Please copy exactly the lines that run from the start of the entries to the line containing "45 172 L 111", inclusive.

Dataset entries:
_ _ _ _

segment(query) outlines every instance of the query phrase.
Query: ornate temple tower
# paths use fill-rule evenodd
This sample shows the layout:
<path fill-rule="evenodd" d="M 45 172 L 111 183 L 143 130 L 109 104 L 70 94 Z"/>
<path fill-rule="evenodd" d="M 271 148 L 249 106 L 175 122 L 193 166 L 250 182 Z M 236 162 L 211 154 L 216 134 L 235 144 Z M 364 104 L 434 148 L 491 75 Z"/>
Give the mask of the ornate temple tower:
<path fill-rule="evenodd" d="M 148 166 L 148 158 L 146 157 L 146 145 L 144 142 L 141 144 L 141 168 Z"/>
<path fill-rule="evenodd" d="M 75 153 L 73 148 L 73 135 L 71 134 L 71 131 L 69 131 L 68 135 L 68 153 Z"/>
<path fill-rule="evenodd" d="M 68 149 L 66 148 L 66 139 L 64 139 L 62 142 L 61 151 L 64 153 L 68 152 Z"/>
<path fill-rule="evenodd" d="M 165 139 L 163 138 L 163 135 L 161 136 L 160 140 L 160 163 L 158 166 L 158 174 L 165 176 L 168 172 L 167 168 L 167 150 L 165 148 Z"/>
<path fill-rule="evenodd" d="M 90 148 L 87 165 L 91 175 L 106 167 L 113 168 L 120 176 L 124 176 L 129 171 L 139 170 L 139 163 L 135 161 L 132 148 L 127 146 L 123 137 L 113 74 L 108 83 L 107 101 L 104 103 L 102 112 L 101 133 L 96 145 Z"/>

_ _ _ _

* WRITTEN SOLUTION
segment(query) outlines every instance of the query phrase.
Query: ornate temple tower
# paths use fill-rule evenodd
This sample shows the layout:
<path fill-rule="evenodd" d="M 45 172 L 111 183 L 143 130 L 109 104 L 70 94 Z"/>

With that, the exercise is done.